- [What is expected]:
Format the listing below as a Markdown table with the columns Row and Line, giving each line its own numbered row and skipping blank lines. Begin at the first line of the listing and stop after the line that contains "pixel 164 231".

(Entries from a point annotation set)
<<<<

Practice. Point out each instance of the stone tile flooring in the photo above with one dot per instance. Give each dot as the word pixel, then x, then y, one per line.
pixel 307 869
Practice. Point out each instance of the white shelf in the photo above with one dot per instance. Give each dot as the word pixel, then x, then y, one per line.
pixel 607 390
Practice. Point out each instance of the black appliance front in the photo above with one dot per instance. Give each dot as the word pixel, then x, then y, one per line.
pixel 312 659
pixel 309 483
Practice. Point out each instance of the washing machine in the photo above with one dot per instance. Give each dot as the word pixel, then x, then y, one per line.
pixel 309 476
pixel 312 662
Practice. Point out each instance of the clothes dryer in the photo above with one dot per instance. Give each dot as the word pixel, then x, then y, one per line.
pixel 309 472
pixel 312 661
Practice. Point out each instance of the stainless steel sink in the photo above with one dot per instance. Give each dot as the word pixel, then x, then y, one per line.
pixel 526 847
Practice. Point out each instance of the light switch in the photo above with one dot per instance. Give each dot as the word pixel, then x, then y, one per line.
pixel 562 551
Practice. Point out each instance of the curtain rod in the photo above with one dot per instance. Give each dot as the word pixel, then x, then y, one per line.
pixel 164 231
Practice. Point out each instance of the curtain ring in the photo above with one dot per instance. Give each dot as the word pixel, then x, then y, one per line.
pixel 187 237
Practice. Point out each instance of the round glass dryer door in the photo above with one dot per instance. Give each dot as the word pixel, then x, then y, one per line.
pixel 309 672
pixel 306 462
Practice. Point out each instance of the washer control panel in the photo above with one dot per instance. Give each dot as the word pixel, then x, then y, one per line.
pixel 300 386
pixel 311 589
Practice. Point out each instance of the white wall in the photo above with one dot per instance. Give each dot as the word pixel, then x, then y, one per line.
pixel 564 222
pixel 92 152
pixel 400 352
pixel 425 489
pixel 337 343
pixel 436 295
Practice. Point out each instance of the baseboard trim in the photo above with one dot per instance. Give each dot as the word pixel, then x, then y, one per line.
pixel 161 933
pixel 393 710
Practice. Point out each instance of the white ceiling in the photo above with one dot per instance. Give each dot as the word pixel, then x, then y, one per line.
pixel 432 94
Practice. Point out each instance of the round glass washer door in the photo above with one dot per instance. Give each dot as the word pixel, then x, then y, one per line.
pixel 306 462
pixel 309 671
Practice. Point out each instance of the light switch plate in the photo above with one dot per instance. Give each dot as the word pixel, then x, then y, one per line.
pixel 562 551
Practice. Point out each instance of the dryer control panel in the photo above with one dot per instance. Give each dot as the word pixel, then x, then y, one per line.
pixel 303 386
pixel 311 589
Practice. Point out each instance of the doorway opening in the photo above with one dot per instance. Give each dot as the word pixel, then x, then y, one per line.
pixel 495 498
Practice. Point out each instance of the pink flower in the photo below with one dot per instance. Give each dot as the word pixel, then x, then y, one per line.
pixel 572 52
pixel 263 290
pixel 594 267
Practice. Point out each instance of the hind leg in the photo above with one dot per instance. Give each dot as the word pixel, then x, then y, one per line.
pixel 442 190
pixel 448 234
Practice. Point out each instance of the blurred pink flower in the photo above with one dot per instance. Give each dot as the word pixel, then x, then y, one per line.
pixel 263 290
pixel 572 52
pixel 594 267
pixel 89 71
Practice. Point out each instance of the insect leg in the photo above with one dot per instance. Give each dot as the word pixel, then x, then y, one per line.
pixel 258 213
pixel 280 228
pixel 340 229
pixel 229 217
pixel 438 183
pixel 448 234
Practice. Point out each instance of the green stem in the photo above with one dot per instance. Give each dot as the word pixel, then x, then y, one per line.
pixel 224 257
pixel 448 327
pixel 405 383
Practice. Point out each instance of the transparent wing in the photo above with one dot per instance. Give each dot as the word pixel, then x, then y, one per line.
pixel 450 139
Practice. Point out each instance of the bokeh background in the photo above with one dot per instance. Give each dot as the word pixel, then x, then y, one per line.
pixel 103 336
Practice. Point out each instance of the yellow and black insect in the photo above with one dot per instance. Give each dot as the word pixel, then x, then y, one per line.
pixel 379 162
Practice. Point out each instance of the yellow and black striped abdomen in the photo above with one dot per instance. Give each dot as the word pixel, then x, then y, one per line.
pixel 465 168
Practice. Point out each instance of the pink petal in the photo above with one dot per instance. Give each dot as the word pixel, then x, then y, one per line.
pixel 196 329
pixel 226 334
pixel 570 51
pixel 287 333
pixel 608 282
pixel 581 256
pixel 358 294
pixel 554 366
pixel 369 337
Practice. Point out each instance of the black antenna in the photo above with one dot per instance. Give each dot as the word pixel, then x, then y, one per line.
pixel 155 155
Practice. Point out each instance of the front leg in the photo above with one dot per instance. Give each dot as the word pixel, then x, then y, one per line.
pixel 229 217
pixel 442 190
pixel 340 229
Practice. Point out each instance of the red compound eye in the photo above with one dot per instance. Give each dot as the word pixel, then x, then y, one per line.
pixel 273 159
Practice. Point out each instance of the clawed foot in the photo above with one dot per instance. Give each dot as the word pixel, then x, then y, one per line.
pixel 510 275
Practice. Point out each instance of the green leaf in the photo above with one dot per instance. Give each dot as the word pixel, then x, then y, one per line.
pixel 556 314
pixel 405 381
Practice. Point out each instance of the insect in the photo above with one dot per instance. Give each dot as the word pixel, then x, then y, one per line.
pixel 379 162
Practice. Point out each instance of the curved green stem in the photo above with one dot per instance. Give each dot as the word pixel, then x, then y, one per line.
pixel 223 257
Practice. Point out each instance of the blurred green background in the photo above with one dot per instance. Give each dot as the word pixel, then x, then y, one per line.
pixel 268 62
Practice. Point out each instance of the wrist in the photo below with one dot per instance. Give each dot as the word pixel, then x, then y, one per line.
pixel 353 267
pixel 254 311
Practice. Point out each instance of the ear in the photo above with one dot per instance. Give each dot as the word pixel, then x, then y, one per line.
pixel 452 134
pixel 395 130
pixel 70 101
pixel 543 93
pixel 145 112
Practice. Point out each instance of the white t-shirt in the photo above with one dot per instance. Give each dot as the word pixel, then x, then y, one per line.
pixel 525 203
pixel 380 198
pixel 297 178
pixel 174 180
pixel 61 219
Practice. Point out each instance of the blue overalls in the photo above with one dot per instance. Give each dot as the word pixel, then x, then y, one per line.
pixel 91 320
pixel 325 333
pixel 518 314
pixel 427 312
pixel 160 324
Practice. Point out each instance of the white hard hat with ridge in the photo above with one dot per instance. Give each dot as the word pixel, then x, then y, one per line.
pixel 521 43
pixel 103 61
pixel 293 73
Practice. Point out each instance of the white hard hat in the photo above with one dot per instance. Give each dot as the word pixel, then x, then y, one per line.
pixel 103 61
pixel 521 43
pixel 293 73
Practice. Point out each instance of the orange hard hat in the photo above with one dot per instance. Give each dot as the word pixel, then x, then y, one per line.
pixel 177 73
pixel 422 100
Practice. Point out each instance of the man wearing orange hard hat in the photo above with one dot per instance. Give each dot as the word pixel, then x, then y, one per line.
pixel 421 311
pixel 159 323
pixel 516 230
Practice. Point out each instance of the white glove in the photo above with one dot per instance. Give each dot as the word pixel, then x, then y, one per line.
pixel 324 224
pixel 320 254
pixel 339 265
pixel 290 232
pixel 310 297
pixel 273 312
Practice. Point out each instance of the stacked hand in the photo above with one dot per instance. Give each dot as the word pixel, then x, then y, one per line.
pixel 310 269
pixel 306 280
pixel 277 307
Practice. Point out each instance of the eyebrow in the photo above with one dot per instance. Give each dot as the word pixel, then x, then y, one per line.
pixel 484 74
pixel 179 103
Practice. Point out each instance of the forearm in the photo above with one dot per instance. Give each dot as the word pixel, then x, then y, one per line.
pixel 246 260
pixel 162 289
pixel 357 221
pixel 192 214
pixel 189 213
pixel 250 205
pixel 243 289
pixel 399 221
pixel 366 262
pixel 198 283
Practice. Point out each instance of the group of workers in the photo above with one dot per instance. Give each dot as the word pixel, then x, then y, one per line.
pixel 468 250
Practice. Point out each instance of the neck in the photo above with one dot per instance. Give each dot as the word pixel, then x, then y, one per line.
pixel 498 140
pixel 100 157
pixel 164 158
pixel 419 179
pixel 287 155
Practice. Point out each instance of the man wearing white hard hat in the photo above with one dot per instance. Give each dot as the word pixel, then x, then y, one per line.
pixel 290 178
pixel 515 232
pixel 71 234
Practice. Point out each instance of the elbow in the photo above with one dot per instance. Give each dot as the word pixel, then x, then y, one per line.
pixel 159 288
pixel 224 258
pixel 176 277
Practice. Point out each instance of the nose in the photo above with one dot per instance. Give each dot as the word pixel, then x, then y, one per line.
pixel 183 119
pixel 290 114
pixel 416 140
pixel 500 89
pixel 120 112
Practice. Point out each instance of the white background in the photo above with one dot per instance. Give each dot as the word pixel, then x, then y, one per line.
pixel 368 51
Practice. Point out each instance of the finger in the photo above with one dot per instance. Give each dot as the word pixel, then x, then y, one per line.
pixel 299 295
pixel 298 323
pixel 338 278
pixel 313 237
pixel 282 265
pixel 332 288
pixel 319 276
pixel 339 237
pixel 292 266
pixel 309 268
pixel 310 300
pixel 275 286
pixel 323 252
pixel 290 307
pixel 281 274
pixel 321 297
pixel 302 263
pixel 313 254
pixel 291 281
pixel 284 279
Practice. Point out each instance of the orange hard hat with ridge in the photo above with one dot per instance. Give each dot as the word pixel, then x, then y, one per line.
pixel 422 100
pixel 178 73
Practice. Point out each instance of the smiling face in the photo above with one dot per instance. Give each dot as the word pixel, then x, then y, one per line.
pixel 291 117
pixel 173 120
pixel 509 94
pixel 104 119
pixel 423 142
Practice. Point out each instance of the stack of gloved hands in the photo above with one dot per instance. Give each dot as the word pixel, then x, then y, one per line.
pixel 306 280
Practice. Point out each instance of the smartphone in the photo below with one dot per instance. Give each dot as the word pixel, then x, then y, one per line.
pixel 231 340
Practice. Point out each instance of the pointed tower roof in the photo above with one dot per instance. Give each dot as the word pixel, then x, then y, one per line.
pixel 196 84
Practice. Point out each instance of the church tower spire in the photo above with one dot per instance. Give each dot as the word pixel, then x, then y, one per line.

>>>>

- [Full response]:
| Row | Line |
|---|---|
| 1 | Practice. Point out each instance of the stone tile flooring in the photo above with one dot per instance. Give each dot as the word pixel, then x, then y, one per line. |
| 2 | pixel 307 869 |
| 3 | Practice. Point out each instance of the white shelf in the photo above with one dot per instance. Give each dot as the word pixel, then x, then y, one per line. |
| 4 | pixel 607 390 |
| 5 | Practice. Point out each instance of the black appliance front in the photo above with one dot per instance. Give each dot as the word pixel, then x, then y, one per line. |
| 6 | pixel 312 659 |
| 7 | pixel 309 483 |
| 8 | Practice. Point out each instance of the washing machine in the photo above with one dot per instance. Give each dot as the word pixel, then x, then y, one per line. |
| 9 | pixel 309 476 |
| 10 | pixel 312 662 |
| 11 | Practice. Point out each instance of the clothes dryer in the photo above with one dot per instance. Give each dot as the word pixel, then x, then y, one per line. |
| 12 | pixel 309 472 |
| 13 | pixel 312 661 |
| 14 | Practice. Point out each instance of the stainless steel sink in the photo above with one dot per instance. Give each dot as the word pixel, then x, then y, one per line. |
| 15 | pixel 526 847 |
| 16 | Practice. Point out each instance of the light switch in the photo above with one dot per instance. Give each dot as the word pixel, then x, then y, one per line. |
| 17 | pixel 562 551 |
| 18 | Practice. Point out each instance of the curtain rod in the photo above with one dot per instance. Give each dot as the word pixel, then x, then y, one per line. |
| 19 | pixel 164 231 |